Problem to work on: Establish how many lines in the entries hold the string "clicks". The number by itself is the whole answer.

Data to examine:
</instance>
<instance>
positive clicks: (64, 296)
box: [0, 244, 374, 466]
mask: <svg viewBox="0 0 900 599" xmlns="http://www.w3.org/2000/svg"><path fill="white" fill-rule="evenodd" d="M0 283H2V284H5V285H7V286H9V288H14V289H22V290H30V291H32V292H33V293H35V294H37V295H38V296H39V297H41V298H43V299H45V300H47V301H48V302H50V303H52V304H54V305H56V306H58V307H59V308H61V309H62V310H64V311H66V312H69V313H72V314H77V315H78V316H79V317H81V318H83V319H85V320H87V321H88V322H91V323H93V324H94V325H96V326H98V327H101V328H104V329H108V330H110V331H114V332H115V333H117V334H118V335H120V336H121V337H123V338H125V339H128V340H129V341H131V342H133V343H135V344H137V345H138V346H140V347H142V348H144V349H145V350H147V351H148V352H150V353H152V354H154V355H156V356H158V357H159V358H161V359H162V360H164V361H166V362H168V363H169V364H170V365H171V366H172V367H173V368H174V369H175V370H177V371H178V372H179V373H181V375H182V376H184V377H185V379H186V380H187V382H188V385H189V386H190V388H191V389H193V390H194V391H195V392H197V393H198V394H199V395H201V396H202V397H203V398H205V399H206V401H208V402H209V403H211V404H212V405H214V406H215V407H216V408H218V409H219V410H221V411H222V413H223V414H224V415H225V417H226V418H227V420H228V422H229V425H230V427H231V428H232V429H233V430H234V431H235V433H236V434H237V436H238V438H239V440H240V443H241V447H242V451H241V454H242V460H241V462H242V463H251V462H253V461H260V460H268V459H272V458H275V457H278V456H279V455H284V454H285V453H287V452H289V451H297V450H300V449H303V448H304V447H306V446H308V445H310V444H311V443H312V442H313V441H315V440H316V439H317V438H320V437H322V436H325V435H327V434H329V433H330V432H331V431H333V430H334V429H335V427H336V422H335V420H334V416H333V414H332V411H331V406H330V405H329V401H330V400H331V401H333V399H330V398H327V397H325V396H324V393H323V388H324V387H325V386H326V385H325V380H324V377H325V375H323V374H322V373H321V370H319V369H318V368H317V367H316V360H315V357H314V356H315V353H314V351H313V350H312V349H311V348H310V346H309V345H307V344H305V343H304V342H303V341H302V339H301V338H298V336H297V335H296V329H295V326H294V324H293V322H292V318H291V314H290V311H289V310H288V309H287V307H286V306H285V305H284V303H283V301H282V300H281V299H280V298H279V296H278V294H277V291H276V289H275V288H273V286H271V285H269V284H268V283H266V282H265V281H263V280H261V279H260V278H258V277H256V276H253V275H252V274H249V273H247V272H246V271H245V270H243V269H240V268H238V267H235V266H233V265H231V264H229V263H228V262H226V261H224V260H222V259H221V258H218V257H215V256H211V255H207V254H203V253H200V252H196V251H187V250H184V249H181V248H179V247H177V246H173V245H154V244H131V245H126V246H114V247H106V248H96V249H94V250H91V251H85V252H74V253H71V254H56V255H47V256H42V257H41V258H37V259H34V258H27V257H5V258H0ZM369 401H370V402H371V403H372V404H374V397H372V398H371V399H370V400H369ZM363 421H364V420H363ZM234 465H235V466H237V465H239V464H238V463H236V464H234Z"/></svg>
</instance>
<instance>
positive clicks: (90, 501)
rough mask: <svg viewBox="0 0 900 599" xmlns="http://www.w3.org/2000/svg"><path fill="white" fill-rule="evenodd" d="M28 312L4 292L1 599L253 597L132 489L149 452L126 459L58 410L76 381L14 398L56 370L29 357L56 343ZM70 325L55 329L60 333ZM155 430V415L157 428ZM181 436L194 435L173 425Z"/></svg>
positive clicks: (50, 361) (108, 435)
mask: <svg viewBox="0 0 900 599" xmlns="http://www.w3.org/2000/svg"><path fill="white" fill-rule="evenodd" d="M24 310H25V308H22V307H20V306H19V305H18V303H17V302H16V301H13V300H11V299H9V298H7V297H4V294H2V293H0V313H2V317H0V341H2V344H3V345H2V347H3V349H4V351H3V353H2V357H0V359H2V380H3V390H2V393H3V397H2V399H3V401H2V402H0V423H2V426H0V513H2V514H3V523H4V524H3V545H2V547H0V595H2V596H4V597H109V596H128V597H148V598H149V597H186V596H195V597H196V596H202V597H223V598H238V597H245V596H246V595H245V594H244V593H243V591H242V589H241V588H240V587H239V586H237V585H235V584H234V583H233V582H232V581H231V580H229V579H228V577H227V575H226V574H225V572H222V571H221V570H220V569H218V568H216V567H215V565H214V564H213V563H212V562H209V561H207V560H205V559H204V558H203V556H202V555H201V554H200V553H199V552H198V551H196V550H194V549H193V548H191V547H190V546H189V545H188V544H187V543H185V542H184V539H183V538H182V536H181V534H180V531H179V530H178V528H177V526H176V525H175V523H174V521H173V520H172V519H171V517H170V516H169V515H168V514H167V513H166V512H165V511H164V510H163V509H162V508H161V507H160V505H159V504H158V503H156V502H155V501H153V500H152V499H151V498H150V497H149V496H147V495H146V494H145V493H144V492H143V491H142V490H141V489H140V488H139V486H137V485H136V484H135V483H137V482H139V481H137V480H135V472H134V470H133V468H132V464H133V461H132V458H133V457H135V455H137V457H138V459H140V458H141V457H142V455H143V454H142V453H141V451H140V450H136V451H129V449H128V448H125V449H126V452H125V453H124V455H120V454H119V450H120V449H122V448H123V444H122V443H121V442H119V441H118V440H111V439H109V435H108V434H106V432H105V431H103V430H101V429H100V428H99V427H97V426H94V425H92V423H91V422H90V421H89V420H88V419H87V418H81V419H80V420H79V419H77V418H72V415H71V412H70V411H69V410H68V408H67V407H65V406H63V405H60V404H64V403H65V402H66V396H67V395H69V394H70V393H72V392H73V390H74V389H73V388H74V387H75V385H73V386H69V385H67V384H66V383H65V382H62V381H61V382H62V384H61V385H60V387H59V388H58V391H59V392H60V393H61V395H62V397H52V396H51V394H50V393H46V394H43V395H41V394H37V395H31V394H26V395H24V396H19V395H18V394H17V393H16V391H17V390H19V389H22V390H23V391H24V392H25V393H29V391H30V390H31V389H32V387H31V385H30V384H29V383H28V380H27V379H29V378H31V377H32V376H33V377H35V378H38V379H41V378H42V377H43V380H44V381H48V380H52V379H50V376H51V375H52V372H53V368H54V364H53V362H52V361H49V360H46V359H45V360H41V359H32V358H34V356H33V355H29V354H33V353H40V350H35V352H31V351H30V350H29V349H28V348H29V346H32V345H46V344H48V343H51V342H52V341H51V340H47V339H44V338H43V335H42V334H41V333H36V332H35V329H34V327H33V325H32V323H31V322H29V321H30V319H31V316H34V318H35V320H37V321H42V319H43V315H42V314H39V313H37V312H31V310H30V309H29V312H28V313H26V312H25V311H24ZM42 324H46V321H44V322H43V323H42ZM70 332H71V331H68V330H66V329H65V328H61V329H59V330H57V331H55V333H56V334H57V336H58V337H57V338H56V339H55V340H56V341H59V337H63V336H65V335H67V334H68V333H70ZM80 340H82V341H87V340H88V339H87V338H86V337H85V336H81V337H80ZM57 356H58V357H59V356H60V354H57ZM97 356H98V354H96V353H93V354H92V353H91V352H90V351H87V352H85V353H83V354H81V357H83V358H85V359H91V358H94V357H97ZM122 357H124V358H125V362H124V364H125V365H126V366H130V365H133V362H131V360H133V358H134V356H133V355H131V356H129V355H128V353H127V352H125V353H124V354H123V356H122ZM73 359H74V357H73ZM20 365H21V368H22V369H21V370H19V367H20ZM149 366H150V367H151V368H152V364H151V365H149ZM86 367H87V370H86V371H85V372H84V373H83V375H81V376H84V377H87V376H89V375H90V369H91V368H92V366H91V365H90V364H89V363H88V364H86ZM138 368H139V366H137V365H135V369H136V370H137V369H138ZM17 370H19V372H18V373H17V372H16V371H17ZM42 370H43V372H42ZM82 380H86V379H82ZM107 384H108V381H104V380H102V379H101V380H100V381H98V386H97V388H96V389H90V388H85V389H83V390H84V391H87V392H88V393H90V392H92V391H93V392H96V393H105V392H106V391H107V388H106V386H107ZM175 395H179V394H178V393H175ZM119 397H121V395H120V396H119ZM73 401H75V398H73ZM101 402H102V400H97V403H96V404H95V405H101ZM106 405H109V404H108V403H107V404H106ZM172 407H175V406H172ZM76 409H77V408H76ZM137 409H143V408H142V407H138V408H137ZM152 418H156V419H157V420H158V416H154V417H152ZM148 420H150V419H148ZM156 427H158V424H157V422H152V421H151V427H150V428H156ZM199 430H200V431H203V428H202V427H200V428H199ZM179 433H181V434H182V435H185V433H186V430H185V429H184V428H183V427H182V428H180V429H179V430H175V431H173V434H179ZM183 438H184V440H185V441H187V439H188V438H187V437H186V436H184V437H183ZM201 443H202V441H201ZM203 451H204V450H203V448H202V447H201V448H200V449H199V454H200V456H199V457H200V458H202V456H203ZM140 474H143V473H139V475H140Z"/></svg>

Expected answer: 3